• [Given problem]:
Rewrite the entries from the line with "the lace wedding" up to and including the line with "(617, 1043)" as a two-column CSV with the headers instruction and answer. Give one row per entry, with each field in quotation marks and any line breaks turned into spaces.

• [Material for this task]:
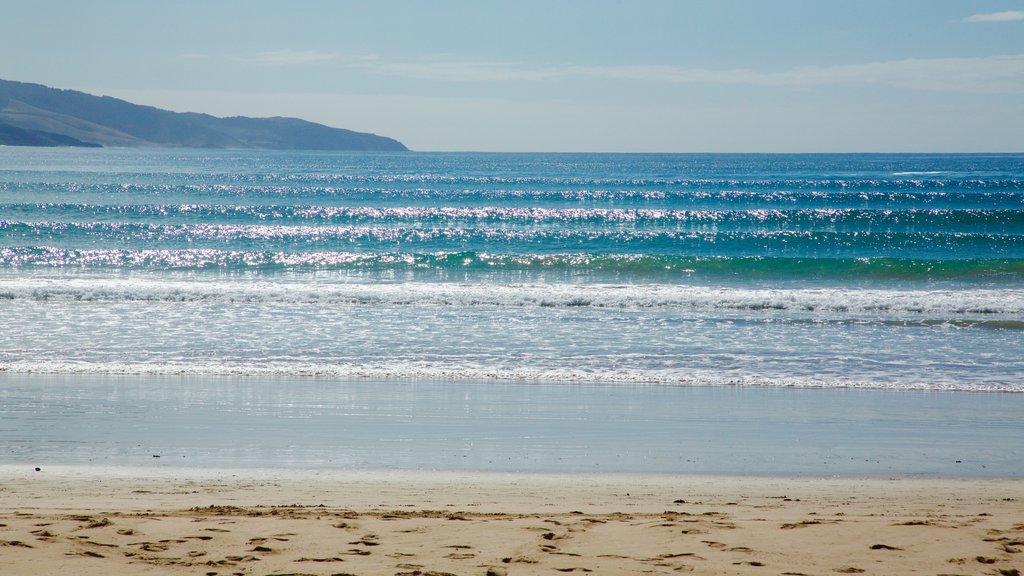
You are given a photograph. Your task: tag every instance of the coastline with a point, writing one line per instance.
(93, 520)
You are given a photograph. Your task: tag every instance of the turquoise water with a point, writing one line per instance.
(821, 271)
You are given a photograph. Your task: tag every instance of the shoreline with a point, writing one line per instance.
(98, 520)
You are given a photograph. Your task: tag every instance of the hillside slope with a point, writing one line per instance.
(73, 118)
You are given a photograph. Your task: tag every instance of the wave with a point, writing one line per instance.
(995, 307)
(583, 265)
(470, 372)
(982, 219)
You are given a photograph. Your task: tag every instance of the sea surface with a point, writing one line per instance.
(707, 314)
(901, 272)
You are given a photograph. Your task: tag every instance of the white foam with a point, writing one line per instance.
(412, 371)
(973, 303)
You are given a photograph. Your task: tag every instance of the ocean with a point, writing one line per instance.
(254, 283)
(878, 271)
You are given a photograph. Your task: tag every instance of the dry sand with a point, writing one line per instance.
(74, 521)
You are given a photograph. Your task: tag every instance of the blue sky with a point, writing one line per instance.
(558, 75)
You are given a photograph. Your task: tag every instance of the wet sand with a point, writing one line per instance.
(185, 521)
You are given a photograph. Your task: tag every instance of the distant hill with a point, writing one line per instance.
(37, 115)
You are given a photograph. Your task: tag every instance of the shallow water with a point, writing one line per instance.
(218, 422)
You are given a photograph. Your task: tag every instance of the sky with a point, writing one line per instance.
(557, 75)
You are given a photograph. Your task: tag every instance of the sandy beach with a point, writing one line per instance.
(179, 521)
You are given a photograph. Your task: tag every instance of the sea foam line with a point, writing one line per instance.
(449, 372)
(986, 304)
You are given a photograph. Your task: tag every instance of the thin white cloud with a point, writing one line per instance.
(1009, 15)
(993, 74)
(287, 57)
(969, 75)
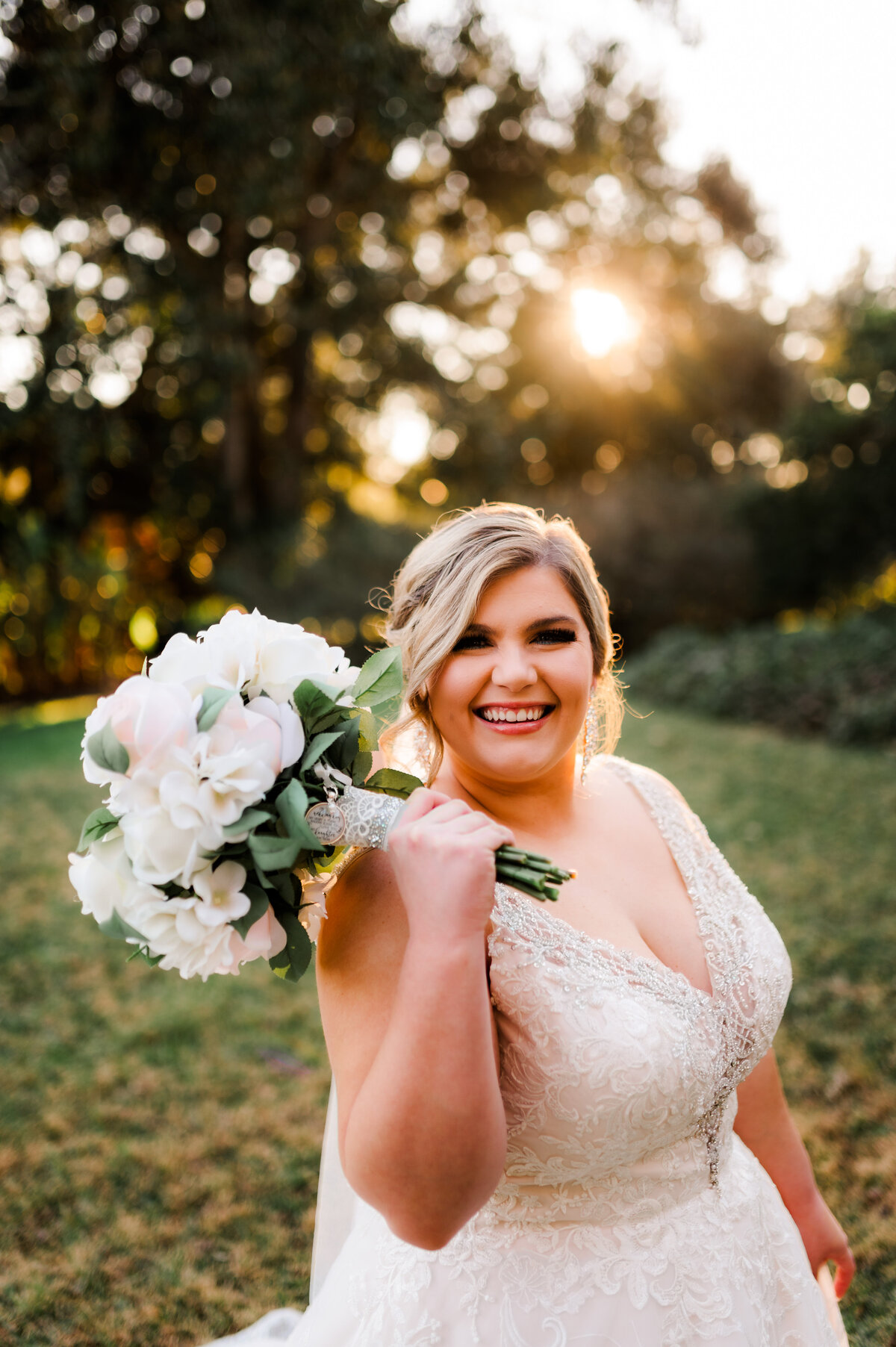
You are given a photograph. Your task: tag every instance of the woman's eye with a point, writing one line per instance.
(554, 636)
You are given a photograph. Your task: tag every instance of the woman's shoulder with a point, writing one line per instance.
(658, 791)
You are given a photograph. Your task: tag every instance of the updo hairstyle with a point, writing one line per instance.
(440, 586)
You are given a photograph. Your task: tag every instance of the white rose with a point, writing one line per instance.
(147, 718)
(100, 879)
(161, 852)
(291, 728)
(105, 883)
(263, 941)
(186, 943)
(313, 912)
(258, 655)
(221, 893)
(182, 660)
(291, 655)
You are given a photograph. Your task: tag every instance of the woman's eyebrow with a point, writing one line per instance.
(482, 629)
(551, 621)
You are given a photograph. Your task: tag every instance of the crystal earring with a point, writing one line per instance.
(422, 747)
(591, 733)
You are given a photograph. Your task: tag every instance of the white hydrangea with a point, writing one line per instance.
(192, 934)
(256, 655)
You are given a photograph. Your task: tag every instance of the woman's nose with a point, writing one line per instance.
(514, 668)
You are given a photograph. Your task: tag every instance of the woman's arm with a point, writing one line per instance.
(408, 1024)
(765, 1125)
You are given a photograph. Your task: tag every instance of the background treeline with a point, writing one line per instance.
(282, 284)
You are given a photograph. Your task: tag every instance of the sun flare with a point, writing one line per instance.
(601, 321)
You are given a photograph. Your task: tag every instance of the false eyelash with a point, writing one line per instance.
(551, 636)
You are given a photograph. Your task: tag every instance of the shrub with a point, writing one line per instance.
(836, 679)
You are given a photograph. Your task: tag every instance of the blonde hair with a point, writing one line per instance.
(440, 586)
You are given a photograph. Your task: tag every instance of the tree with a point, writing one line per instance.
(279, 281)
(832, 524)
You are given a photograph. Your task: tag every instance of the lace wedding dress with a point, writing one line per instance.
(629, 1214)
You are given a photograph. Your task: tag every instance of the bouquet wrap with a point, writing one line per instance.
(239, 768)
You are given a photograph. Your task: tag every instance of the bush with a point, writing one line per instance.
(839, 679)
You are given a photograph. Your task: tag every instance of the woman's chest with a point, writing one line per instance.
(617, 1043)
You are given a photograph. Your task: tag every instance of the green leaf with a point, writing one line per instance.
(107, 752)
(271, 853)
(259, 900)
(316, 706)
(380, 678)
(249, 819)
(294, 958)
(119, 928)
(318, 745)
(360, 768)
(345, 749)
(143, 953)
(391, 782)
(293, 806)
(96, 826)
(368, 735)
(214, 700)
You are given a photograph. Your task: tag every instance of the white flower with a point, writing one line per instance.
(174, 930)
(256, 655)
(147, 718)
(105, 884)
(263, 939)
(182, 660)
(221, 893)
(291, 728)
(100, 879)
(161, 852)
(174, 811)
(313, 912)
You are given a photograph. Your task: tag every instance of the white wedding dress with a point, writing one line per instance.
(629, 1214)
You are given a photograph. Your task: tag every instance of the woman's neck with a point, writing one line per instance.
(541, 807)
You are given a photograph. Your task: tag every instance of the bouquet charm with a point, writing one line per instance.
(239, 768)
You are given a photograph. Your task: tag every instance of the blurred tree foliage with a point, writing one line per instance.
(281, 281)
(829, 539)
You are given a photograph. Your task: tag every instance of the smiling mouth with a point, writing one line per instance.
(512, 715)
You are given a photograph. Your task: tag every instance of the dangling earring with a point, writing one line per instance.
(591, 733)
(422, 747)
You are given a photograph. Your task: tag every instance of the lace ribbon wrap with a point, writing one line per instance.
(368, 818)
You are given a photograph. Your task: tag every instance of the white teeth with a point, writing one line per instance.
(495, 713)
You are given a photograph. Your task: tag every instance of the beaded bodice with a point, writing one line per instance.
(617, 1074)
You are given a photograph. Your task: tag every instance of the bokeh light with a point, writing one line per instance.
(601, 321)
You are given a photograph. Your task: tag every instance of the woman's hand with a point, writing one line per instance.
(442, 856)
(825, 1241)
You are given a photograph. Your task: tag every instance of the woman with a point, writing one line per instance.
(564, 1124)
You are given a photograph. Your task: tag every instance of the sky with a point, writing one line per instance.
(799, 95)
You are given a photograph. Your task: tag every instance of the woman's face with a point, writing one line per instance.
(511, 698)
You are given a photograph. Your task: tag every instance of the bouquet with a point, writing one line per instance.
(239, 768)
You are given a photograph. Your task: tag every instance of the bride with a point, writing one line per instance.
(557, 1125)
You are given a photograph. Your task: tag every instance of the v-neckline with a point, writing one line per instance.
(617, 951)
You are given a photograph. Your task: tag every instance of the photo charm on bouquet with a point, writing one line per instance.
(240, 771)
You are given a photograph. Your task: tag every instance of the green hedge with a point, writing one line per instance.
(839, 680)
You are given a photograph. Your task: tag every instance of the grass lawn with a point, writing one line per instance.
(159, 1139)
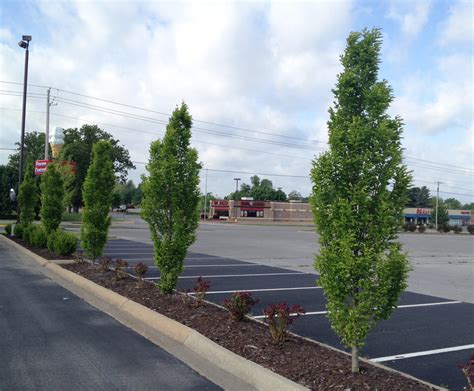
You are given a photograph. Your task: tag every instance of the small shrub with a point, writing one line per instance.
(468, 371)
(120, 269)
(19, 230)
(38, 236)
(239, 305)
(62, 243)
(104, 263)
(140, 270)
(201, 287)
(279, 317)
(27, 233)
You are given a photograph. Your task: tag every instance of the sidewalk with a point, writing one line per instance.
(53, 340)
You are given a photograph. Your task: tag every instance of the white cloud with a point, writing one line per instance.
(412, 15)
(459, 27)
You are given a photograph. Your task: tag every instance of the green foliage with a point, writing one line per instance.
(62, 243)
(78, 145)
(443, 217)
(171, 197)
(359, 192)
(36, 235)
(28, 196)
(97, 193)
(52, 198)
(19, 230)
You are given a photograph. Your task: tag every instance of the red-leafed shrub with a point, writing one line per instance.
(120, 269)
(279, 317)
(468, 370)
(239, 304)
(201, 287)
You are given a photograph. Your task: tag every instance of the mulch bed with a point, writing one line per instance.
(42, 252)
(300, 360)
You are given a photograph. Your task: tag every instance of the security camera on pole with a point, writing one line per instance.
(25, 44)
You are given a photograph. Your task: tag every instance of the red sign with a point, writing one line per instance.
(42, 165)
(421, 211)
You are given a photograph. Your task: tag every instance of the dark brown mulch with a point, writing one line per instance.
(302, 361)
(42, 252)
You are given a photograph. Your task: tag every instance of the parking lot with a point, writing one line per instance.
(427, 336)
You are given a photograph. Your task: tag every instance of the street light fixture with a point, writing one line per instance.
(25, 44)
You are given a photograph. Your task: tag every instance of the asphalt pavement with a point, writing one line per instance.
(427, 336)
(52, 340)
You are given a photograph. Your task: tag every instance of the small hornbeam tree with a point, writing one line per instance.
(28, 196)
(52, 198)
(97, 196)
(359, 191)
(171, 197)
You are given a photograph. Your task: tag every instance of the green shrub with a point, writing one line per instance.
(38, 236)
(62, 243)
(27, 232)
(19, 230)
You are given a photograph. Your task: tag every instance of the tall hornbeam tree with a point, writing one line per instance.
(170, 202)
(359, 191)
(97, 196)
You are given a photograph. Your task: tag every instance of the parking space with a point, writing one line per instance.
(426, 336)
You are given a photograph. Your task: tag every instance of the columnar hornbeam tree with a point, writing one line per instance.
(171, 197)
(359, 191)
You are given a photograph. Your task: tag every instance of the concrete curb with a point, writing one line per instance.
(142, 319)
(145, 322)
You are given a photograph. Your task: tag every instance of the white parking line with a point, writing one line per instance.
(261, 290)
(234, 275)
(425, 353)
(192, 266)
(400, 306)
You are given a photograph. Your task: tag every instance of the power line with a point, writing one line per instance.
(218, 124)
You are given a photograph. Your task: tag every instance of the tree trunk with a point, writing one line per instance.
(355, 359)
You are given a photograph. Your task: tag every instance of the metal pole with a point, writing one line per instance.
(205, 199)
(22, 141)
(437, 198)
(46, 141)
(235, 196)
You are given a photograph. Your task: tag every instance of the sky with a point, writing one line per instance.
(256, 75)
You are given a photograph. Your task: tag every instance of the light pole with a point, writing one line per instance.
(437, 198)
(25, 44)
(235, 195)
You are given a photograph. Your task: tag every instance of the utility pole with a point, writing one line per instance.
(437, 198)
(235, 196)
(25, 44)
(46, 139)
(205, 199)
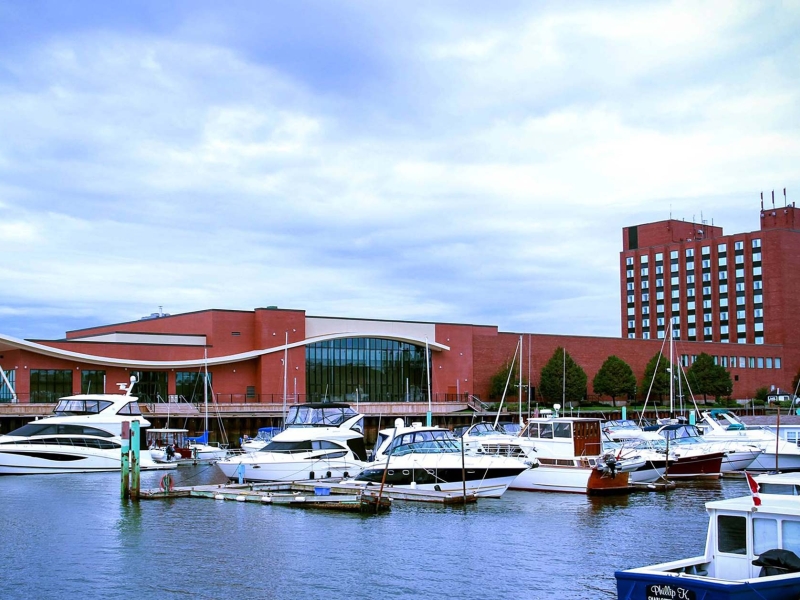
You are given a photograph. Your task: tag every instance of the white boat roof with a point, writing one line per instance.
(770, 504)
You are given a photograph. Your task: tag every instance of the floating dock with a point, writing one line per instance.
(320, 494)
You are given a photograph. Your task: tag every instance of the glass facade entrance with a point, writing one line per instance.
(367, 370)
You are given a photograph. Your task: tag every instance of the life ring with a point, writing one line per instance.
(167, 484)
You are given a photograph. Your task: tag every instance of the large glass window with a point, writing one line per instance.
(375, 369)
(48, 385)
(189, 384)
(93, 382)
(151, 386)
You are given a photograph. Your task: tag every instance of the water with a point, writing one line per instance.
(71, 536)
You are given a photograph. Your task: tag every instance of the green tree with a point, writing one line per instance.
(656, 376)
(497, 384)
(552, 384)
(615, 378)
(709, 379)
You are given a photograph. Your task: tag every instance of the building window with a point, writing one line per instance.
(191, 385)
(48, 385)
(93, 382)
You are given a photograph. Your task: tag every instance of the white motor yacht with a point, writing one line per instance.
(778, 454)
(321, 440)
(431, 458)
(83, 435)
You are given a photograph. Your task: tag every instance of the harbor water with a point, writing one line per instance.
(71, 536)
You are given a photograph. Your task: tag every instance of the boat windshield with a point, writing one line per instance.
(304, 415)
(300, 446)
(424, 442)
(34, 429)
(81, 407)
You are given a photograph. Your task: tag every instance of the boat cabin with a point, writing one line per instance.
(564, 438)
(747, 545)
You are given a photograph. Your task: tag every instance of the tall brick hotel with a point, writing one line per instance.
(731, 296)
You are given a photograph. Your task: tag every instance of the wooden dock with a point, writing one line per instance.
(322, 494)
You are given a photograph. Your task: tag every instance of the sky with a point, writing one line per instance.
(463, 162)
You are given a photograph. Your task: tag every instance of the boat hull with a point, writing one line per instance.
(633, 585)
(575, 480)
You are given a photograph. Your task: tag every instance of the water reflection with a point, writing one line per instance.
(72, 535)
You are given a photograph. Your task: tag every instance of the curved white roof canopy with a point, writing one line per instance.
(11, 343)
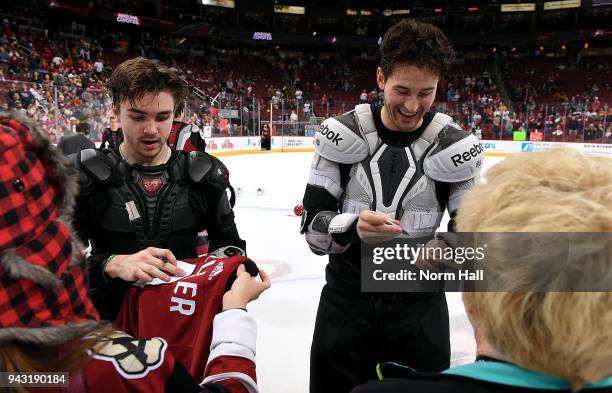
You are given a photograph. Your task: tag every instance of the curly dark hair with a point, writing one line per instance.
(410, 42)
(135, 78)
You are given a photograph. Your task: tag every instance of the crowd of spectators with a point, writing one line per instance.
(60, 82)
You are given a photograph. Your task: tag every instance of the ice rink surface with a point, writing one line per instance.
(285, 313)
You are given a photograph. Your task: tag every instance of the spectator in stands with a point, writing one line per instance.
(265, 137)
(47, 320)
(307, 111)
(73, 143)
(529, 340)
(363, 97)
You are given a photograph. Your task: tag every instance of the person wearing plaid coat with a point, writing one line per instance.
(47, 320)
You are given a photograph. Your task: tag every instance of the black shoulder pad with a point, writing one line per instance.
(450, 134)
(95, 164)
(209, 170)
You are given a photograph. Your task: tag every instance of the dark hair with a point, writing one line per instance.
(83, 128)
(410, 42)
(135, 78)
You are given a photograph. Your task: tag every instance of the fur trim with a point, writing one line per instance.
(53, 335)
(18, 268)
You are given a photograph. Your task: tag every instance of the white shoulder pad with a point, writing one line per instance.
(338, 142)
(456, 156)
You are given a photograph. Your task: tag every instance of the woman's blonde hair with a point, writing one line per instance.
(567, 334)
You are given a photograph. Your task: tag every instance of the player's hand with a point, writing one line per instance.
(144, 266)
(373, 227)
(245, 289)
(429, 260)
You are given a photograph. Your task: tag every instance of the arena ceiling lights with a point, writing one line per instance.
(289, 9)
(523, 7)
(220, 3)
(389, 12)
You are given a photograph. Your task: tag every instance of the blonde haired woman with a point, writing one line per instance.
(536, 341)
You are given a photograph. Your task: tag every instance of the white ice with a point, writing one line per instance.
(285, 313)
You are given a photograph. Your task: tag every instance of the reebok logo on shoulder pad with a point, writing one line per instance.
(462, 158)
(334, 137)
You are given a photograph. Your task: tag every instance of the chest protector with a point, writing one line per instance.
(147, 207)
(402, 182)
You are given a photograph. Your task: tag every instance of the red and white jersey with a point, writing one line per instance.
(182, 311)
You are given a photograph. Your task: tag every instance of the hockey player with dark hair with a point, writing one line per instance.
(47, 320)
(142, 204)
(373, 167)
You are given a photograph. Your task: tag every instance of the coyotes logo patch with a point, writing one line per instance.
(151, 185)
(132, 357)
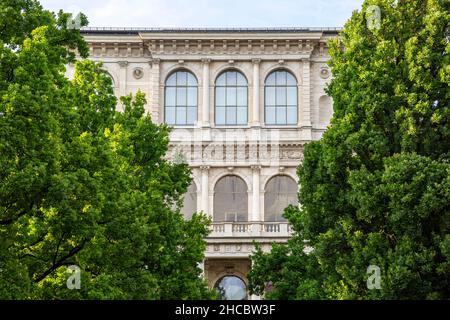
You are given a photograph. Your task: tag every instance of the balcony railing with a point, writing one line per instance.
(250, 229)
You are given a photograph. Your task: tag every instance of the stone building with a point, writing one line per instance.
(243, 103)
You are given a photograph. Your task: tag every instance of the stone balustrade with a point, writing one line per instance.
(250, 229)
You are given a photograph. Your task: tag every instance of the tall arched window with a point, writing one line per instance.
(325, 110)
(231, 99)
(181, 99)
(281, 191)
(190, 201)
(280, 98)
(230, 199)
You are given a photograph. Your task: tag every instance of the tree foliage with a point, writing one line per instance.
(375, 190)
(80, 183)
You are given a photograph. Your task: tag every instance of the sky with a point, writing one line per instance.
(210, 13)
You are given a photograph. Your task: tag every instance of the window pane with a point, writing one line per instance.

• [Worked answer]:
instruction,answer
"You are given a photograph. Your task: tag every instance of the lace wedding dress with a point, writing one line per instance.","(629, 1214)"
"You are given a photograph. Your task: tag every instance of the bouquet wrap with a point, writing one line per instance.","(239, 768)"
"You are given a photograph. Your task: tag every instance of the bush with a point, writing one line per instance.","(839, 679)"
"You are given a photograph. Your task: tag every instance of the woman's chest with a point, writing one line per instance.","(617, 1043)"